TASK TO COMPLETE
Rewrite only the rows in the stretch from the line containing "the light stone" through the line containing "372;165;394;228", replacing "palm tree" with "coconut palm" and leaving everything else unchanged.

-*-

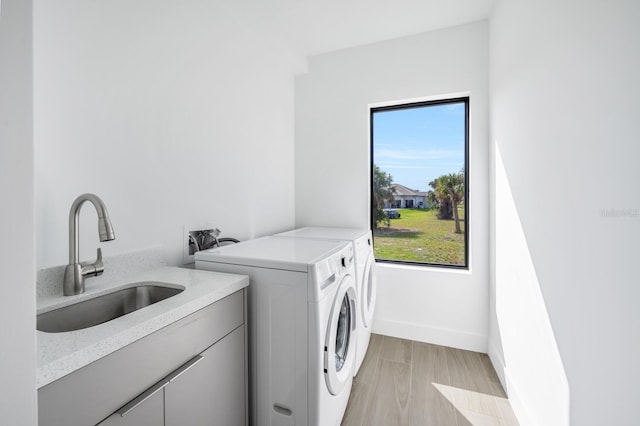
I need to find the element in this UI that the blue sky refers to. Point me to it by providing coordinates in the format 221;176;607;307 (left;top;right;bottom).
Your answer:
373;103;464;191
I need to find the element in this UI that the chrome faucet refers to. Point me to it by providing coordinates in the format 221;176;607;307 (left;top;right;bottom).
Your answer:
62;194;116;296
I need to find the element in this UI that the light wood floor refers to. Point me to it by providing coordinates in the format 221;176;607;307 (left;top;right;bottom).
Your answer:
342;334;518;426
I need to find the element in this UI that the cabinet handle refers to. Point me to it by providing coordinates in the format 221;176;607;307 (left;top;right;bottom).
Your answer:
116;355;204;417
165;355;204;383
116;378;169;417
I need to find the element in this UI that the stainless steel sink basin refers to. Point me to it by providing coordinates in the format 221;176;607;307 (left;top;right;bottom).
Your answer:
36;282;184;333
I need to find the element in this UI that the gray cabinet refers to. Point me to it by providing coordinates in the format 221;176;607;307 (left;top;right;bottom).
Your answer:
98;388;164;426
164;327;246;426
98;326;246;426
38;290;247;426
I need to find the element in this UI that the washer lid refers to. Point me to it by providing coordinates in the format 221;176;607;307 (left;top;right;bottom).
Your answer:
195;237;350;272
275;226;370;241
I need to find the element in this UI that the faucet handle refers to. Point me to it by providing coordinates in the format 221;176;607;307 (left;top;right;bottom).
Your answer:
93;247;104;277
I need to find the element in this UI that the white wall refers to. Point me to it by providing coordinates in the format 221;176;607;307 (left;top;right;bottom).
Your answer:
295;22;489;351
0;0;36;425
490;0;640;426
34;0;301;274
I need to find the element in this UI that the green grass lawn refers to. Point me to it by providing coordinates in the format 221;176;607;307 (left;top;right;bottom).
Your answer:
373;209;464;265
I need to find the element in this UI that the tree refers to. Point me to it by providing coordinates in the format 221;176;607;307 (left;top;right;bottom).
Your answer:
427;176;453;220
429;169;465;234
373;165;393;228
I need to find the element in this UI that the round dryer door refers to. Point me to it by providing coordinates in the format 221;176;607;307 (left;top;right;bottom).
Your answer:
324;275;356;395
360;253;377;328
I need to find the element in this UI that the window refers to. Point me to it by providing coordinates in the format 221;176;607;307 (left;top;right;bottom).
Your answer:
370;98;469;269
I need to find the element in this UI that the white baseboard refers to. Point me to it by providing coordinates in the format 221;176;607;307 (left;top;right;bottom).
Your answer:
504;368;537;426
372;318;487;353
487;340;507;392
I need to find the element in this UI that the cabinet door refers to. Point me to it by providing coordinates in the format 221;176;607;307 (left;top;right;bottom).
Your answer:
164;326;247;426
98;385;164;426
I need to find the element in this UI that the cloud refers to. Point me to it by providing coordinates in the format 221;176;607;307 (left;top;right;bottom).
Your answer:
375;149;464;162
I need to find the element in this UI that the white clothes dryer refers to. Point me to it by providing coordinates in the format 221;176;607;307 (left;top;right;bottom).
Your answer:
195;237;357;426
275;226;377;376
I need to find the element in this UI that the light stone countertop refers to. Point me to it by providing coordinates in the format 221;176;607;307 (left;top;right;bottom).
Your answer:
36;266;249;389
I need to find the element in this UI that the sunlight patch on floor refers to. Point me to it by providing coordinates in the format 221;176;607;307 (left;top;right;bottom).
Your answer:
432;383;518;426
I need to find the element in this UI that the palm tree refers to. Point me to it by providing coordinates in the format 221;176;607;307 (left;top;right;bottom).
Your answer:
436;169;465;234
372;165;394;228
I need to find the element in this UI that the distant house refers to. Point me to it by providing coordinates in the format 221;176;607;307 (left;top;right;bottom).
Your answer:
384;183;429;209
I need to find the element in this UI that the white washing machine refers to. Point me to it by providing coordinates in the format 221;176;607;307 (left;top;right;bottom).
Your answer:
275;226;377;375
195;237;357;426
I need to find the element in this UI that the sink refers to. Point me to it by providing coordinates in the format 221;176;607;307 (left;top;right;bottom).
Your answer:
36;282;184;333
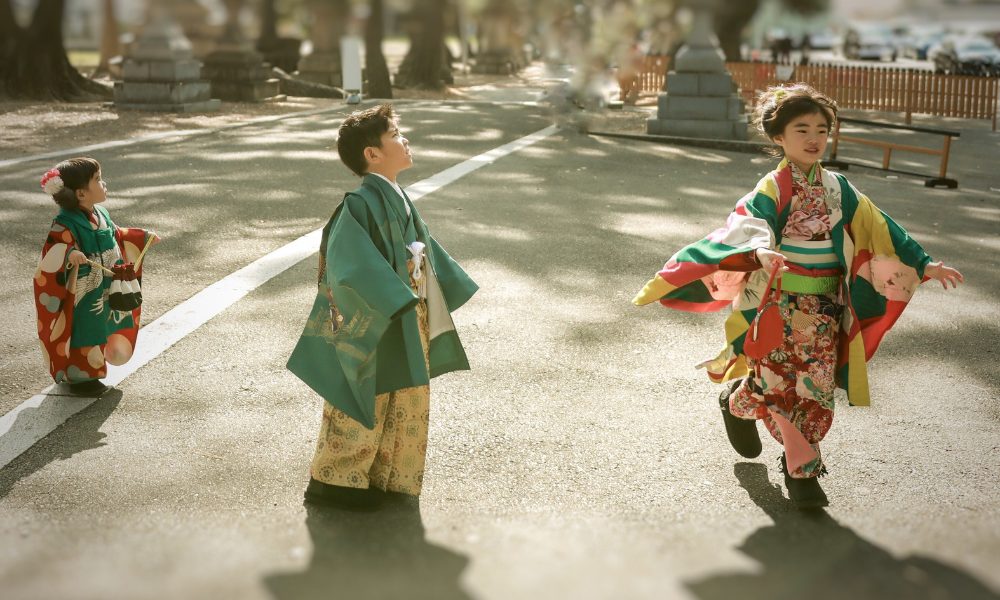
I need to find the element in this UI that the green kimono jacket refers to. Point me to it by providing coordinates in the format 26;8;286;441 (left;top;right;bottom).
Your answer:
288;174;479;429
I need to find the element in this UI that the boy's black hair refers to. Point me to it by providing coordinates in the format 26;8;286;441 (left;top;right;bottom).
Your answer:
337;104;397;177
753;83;837;145
52;156;101;210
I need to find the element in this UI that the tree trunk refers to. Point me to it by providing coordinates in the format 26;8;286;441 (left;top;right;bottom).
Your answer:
715;0;760;61
365;0;392;98
0;0;112;102
396;0;454;90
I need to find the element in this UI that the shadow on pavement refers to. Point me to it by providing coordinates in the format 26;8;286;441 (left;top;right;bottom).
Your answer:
687;463;1000;600
264;497;470;600
0;389;122;498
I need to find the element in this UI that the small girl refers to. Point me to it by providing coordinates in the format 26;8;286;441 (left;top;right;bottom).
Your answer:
633;84;964;508
34;158;159;396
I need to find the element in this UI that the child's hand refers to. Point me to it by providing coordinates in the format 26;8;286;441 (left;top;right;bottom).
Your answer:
66;250;87;267
924;261;965;289
754;248;788;273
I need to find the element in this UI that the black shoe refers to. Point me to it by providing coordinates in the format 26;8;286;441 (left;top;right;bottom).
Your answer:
305;477;385;511
779;454;830;509
719;379;761;458
69;379;111;398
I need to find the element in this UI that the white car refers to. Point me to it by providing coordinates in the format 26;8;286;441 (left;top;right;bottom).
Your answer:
927;36;1000;73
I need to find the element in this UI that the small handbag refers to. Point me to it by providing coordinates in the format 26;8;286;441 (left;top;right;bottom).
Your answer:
743;265;785;360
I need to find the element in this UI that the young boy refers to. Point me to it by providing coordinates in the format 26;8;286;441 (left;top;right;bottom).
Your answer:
288;104;478;508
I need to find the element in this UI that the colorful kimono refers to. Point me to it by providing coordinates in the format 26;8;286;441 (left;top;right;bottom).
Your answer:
34;206;147;383
634;161;931;477
288;174;479;429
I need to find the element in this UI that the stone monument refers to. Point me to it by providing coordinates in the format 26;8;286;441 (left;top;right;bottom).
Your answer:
646;0;748;140
202;0;284;102
298;0;347;88
472;0;525;75
114;14;220;112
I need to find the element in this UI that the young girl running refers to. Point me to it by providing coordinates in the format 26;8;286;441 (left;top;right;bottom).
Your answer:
633;84;964;508
34;158;159;396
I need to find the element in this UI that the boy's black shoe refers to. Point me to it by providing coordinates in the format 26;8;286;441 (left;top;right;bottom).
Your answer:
69;379;111;398
719;379;761;458
779;454;830;509
305;477;385;511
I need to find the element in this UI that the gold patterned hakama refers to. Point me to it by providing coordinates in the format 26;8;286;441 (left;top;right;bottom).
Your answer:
310;272;430;496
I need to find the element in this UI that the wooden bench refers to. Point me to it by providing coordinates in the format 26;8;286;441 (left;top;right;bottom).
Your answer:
823;117;962;189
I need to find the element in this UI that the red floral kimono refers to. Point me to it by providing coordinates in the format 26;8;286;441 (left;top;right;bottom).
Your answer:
34;206;148;383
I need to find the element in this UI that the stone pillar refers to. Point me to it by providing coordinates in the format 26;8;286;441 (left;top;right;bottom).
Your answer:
646;0;747;140
257;0;302;73
298;0;346;87
202;0;283;102
159;0;219;58
114;15;220;112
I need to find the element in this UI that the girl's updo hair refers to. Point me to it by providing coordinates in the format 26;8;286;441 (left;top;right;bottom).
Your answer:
753;83;837;140
44;156;101;210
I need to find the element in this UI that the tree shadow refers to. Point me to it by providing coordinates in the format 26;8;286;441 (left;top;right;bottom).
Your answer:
687;463;1000;600
0;389;122;499
264;495;470;600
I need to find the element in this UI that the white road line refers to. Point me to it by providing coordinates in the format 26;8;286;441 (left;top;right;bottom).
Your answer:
0;125;558;468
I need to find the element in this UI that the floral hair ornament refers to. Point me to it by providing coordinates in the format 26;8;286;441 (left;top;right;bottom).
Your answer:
42;169;66;196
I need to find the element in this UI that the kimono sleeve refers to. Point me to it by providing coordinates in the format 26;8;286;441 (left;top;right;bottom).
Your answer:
429;236;479;312
851;190;932;279
33;223;76;383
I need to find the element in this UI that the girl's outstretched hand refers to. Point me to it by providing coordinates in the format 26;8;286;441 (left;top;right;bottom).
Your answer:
755;248;788;273
66;249;87;267
924;261;965;289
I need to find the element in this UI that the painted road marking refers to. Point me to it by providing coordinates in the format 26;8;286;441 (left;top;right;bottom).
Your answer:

-*-

RESULT FOR THIS EXERCISE
I need to find the element in this UI that the light stone countertop refers to. Point me to it by providing coordinates in the format 221;176;607;307 (left;top;right;bottom).
Your answer:
36;266;249;389
I need to find the element in this UI that the sunlight patch on floor refers to. Point me to it by providing coordinates in the format 221;176;607;307 (left;top;right;bottom).
Your answer:
432;383;518;426
I need to find the element in this UI that the coconut palm refers to. Point me to it by providing coordinates in the format 221;176;607;307 (left;top;right;bottom).
Your answer:
436;169;465;234
372;165;394;228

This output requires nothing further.